- Do this: Convert every line of the records below into a Markdown table with two columns, No. and Text, giving each line a row number and skipping blank lines.

- Material for this task:
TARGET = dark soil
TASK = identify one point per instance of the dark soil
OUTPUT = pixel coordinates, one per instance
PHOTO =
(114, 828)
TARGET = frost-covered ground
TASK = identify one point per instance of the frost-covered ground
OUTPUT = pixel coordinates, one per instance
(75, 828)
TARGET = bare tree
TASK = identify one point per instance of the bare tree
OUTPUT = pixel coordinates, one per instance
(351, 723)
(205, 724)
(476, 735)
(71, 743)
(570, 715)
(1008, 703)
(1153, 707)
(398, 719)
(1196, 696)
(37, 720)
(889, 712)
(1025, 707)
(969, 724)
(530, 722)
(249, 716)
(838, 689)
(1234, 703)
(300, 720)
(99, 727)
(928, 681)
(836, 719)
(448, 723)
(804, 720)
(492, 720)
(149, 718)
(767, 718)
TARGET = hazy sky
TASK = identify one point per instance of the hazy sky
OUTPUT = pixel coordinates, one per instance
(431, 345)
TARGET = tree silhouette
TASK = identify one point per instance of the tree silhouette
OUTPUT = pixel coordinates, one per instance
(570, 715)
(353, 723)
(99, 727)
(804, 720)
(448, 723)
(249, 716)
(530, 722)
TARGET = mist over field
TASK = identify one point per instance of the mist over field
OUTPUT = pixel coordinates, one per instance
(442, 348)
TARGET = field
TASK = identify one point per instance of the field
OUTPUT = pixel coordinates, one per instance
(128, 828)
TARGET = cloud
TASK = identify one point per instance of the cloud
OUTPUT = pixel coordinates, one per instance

- Result for this exercise:
| No. | Text |
|---|---|
| 1 | TARGET = dark soil |
| 2 | TASK = identify one point per instance of the dark soil |
| 3 | OUTPUT = pixel coordinates, one per instance |
| 4 | PHOTO = |
| 5 | (114, 828) |
| 6 | TARGET = frost-covered ground |
| 7 | TASK = identify one point per instance of the frost-covered ground |
| 8 | OUTPUT = pixel coordinates, one per instance |
| 9 | (75, 828) |
| 10 | TARGET = bare tree |
| 11 | TASK = identify one point per instance of the bare tree |
| 12 | OUTPUT = pixel coordinates, one per instance |
| 13 | (351, 723) |
| 14 | (205, 724) |
| 15 | (476, 735) |
| 16 | (71, 743) |
| 17 | (570, 715) |
| 18 | (1008, 703) |
| 19 | (1153, 707) |
| 20 | (398, 719) |
| 21 | (1196, 696) |
| 22 | (37, 720) |
| 23 | (889, 712) |
| 24 | (1025, 707) |
| 25 | (969, 724) |
| 26 | (530, 722) |
| 27 | (249, 716) |
| 28 | (838, 689) |
| 29 | (1234, 703) |
| 30 | (300, 720) |
| 31 | (99, 727) |
| 32 | (928, 681) |
| 33 | (836, 719) |
| 34 | (448, 723) |
| 35 | (804, 720) |
| 36 | (492, 720) |
| 37 | (149, 718) |
| 38 | (767, 718) |
| 39 | TARGET = hazy sky |
| 40 | TASK = identify one point per instance of the hazy sky |
| 41 | OUTPUT = pixel coordinates, one per instance |
| 42 | (431, 345) |
| 43 | TARGET = tree silhouette |
| 44 | TASK = identify one point per instance of the tree silhouette |
| 45 | OUTPUT = pixel coordinates, one per instance |
| 46 | (570, 715) |
| 47 | (353, 723) |
| 48 | (99, 727) |
| 49 | (804, 720) |
| 50 | (448, 723) |
| 51 | (249, 716) |
| 52 | (530, 722) |
| 53 | TARGET = mist over field |
| 54 | TASK = identify one point per instance of the mist over field |
| 55 | OUTPUT = pixel coordinates, one per instance |
| 56 | (442, 348) |
| 57 | TARGET = field |
| 58 | TASK = identify one point per instance of the field |
| 59 | OUTPUT = pixel coordinates, one per instance |
| 60 | (128, 828) |
| 61 | TARGET = cloud |
| 62 | TASK = identify one point per instance of the cloud |
| 63 | OUTPUT = pixel coordinates, one per instance |